:: RECORDS SHOWN ::
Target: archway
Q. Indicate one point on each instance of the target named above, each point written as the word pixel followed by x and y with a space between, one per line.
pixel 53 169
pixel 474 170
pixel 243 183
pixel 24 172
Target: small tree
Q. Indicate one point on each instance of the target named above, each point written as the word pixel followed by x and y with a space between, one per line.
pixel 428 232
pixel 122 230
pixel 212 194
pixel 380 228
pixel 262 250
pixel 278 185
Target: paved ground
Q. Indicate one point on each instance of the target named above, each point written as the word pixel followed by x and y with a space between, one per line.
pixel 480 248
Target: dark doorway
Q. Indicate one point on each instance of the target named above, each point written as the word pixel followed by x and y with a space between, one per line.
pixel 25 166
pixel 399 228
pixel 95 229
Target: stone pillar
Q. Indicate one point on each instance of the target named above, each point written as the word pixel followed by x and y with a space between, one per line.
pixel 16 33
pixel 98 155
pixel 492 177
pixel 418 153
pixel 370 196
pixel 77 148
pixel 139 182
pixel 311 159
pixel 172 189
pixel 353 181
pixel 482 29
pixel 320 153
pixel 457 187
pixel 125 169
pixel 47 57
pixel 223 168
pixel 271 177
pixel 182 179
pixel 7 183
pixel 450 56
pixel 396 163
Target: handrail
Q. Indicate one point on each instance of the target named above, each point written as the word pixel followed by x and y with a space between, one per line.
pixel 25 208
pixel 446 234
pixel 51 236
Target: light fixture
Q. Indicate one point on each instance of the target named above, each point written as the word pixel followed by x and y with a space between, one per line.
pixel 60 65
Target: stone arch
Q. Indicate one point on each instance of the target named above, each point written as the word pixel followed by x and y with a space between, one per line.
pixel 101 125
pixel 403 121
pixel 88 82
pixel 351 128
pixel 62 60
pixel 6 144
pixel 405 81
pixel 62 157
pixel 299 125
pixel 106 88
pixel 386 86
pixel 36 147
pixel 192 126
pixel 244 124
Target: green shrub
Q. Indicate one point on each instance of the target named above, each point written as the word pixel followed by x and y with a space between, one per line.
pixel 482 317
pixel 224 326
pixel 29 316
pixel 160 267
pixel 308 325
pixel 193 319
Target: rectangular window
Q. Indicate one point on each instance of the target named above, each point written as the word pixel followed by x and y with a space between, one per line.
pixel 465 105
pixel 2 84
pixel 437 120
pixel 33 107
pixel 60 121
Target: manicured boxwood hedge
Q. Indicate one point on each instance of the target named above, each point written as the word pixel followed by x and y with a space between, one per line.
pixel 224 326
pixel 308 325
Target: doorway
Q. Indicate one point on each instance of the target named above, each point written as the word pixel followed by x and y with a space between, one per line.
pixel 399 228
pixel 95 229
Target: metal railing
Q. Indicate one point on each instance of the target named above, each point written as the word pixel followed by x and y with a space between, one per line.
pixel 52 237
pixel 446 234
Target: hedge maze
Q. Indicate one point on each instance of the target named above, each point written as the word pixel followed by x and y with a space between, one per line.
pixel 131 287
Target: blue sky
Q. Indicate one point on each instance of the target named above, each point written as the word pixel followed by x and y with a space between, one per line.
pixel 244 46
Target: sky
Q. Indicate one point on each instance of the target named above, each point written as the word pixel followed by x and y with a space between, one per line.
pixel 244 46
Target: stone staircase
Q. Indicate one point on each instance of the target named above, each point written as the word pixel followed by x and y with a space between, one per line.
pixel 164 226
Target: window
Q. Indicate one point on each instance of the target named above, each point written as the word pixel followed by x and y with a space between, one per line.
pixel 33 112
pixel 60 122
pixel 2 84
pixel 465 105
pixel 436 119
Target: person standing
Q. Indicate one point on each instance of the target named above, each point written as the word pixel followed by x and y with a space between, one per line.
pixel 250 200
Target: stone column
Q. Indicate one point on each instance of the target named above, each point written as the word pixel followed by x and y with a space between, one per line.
:::
Convert every line of the rows above into a Markdown table with two columns, No. and Line. Number the lines in order under No. and put each line's text under Line, leaving out blank lines.

§ **COMPLETED TASK**:
| No. | Line |
|---|---|
| 1 | Target: archway |
| 2 | Q. Indicate one point on each instance of the target named above, each point written as the word pixel followed by x and y with a space between, one per line. |
| 3 | pixel 53 169 |
| 4 | pixel 474 170 |
| 5 | pixel 243 183 |
| 6 | pixel 24 172 |
| 7 | Target: small tree |
| 8 | Q. Indicate one point on each instance of the target named above, each point written as the word pixel followed by x and y with a space between, one per line. |
| 9 | pixel 428 232 |
| 10 | pixel 122 230 |
| 11 | pixel 212 194 |
| 12 | pixel 380 228 |
| 13 | pixel 262 250 |
| 14 | pixel 278 185 |
| 15 | Target: paved ground |
| 16 | Q. Indicate one point on each instance of the target named above, each point written as the word pixel followed by x and y with a space between, one per line. |
| 17 | pixel 480 248 |
| 18 | Target: dark doorway |
| 19 | Q. Indicate one point on each instance of the target named above, each point written as the word pixel followed by x and y with a space between, one per line. |
| 20 | pixel 25 166 |
| 21 | pixel 399 228 |
| 22 | pixel 95 229 |
| 23 | Target: stone pillar |
| 24 | Q. Indicate one point on each instance of the target named above, each point written as the word pixel followed by x and y with a space between, one per line. |
| 25 | pixel 16 33 |
| 26 | pixel 98 155 |
| 27 | pixel 492 177 |
| 28 | pixel 418 153 |
| 29 | pixel 370 196 |
| 30 | pixel 77 148 |
| 31 | pixel 139 182 |
| 32 | pixel 311 159 |
| 33 | pixel 172 189 |
| 34 | pixel 353 181 |
| 35 | pixel 482 29 |
| 36 | pixel 320 153 |
| 37 | pixel 457 187 |
| 38 | pixel 125 169 |
| 39 | pixel 47 57 |
| 40 | pixel 223 168 |
| 41 | pixel 271 177 |
| 42 | pixel 182 179 |
| 43 | pixel 7 183 |
| 44 | pixel 450 56 |
| 45 | pixel 396 163 |
| 46 | Target: handrail |
| 47 | Q. Indicate one point on each instance of the target named above, each point written as the word pixel followed by x and y with a space between, one per line. |
| 48 | pixel 25 208 |
| 49 | pixel 446 234 |
| 50 | pixel 51 236 |
| 51 | Target: light fixture |
| 52 | Q. Indicate one point on each instance of the target named above, each point written as the word pixel followed by x and y with a space between, one per line. |
| 53 | pixel 60 65 |
| 54 | Target: stone arch |
| 55 | Q. Indicate one point on each instance of the target named above, each point written as the word pixel followed by x and y with a space between, one per line. |
| 56 | pixel 101 125 |
| 57 | pixel 403 121 |
| 58 | pixel 88 82 |
| 59 | pixel 351 128 |
| 60 | pixel 62 60 |
| 61 | pixel 6 144 |
| 62 | pixel 405 81 |
| 63 | pixel 62 157 |
| 64 | pixel 299 125 |
| 65 | pixel 106 88 |
| 66 | pixel 386 86 |
| 67 | pixel 36 147 |
| 68 | pixel 192 126 |
| 69 | pixel 244 124 |
| 70 | Target: green shrub |
| 71 | Q. Indicate one point on each instance of the target named above, each point written as the word pixel followed by x and y with a space between, one per line. |
| 72 | pixel 482 317 |
| 73 | pixel 224 326 |
| 74 | pixel 29 316 |
| 75 | pixel 160 267 |
| 76 | pixel 308 325 |
| 77 | pixel 193 319 |
| 78 | Target: rectangular window |
| 79 | Q. Indicate one point on each instance of the target named above, each point written as the word pixel followed by x and y with a space between, one per line. |
| 80 | pixel 465 105 |
| 81 | pixel 2 84 |
| 82 | pixel 437 120 |
| 83 | pixel 33 107 |
| 84 | pixel 60 121 |
| 85 | Target: manicured boxwood hedge |
| 86 | Q. Indicate one point on each instance of the target named above, each point written as the word pixel followed by x and y with a space between, one per line. |
| 87 | pixel 224 326 |
| 88 | pixel 308 325 |
| 89 | Target: doorway |
| 90 | Q. Indicate one point on each instance of the target named above, each point written as the word pixel followed by x and y with a space between, one per line. |
| 91 | pixel 399 228 |
| 92 | pixel 95 229 |
| 93 | Target: metal railing |
| 94 | Q. Indicate one point on each instance of the target named above, each point written as the word pixel followed by x and y with a space between, one per line. |
| 95 | pixel 52 237 |
| 96 | pixel 446 234 |
| 97 | Target: hedge maze |
| 98 | Q. Indicate one point on each instance of the target named above, each point written as the word pixel followed by x and y with a space between, one per line. |
| 99 | pixel 131 287 |
| 100 | Target: blue sky |
| 101 | Q. Indicate one point on each instance of the target named above, each point written as the word pixel followed by x and y with a space between, one per line. |
| 102 | pixel 244 46 |
| 103 | Target: sky |
| 104 | Q. Indicate one point on each instance of the target named above, each point written as the word pixel followed by x and y with a space between, one per line. |
| 105 | pixel 244 46 |
| 106 | Target: stone staircase |
| 107 | Q. Indicate one point on each instance of the target named above, each point written as the word pixel followed by x and y with a space between, one per line. |
| 108 | pixel 164 226 |
| 109 | Target: window |
| 110 | Q. Indicate one point on each instance of the target named above, each point written as the word pixel followed by x and y with a space between, one per line. |
| 111 | pixel 33 112 |
| 112 | pixel 60 122 |
| 113 | pixel 2 84 |
| 114 | pixel 465 105 |
| 115 | pixel 436 119 |
| 116 | Target: person standing |
| 117 | Q. Indicate one point on each instance of the target named above, each point written as the word pixel followed by x and y with a space between, one per line. |
| 118 | pixel 250 200 |
| 119 | Target: stone column |
| 120 | Q. Indicate one point on each instance of the target named above, each point written as the word pixel followed by x and y with a space between, one per line. |